Passage provided Block Start

Acadian sailors made early mention of 'Cap Enragé,' and after the Acadian expulsion, British settlers anglicised the name to Cape Enrage. During the 1820 and 30s, Cape Enrage contested as the location of the first lighthouse in Chignecto Bay, and the site was selected as the preferred location. The lighthouse was completed in 1840. A variety of boathouses and temporary lighthouse keeper's houses were built over the next decades, but were frequently damaged or destroyed in the region's numerous storms and harsh winters. The lighthouse itself was heavily damaged in one storm in the 1840s, and was extensively repaired. The current lighthouse keeper's house dates from 1952.

Passage provided Block End
Data excerpts Block Start

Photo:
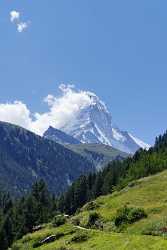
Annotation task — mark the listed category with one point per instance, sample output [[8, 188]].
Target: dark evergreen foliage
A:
[[18, 217]]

Data excerpts Block End

* [Problems to work on]:
[1] How would you render this sentence from the Cape Enrage passage in Spanish: "The current lighthouse keeper's house dates from 1952."?
[2] Could you carry on the Cape Enrage passage from its last sentence?

* [Answers for each item]:
[1] La casa actual del farero data de 1952.

[2]
The lighthouse was automated in the late 1980s by the Canadian Coast Guard, and the last lighthouse keeper, Noel Justison, left the property in 1988. The property quickly began to suffer from neglect and vandalism, and by 1993 all of the buildings except the lighthouse were scheduled for demolition by the government. However, in 1993 a small group of high school students from Moncton, under the supervision of Dennison Tate, their physics teacher, began a restoration project at the site, renovating all of the buildings and slowly turning the site into a tourist destination. From 1993 to 2009 Cape Enrage Interpretive Centre, a not-for-profit, student-run organisation, maintained the property and the students also offered climbing, rappelling, and kayaking in the summer months through the for-profit business, Cape Enrage Adventures. In 1995 the keepers house transferred from the Canadian Coast Guard to Province of New Brunswick along with 4+ acres of land. In the summer of 2004 the Canadian Coast Guard formally transferred ownership of the lighthouse to Cape Enrage Adventures and Cape Enrage Interpretive Centre.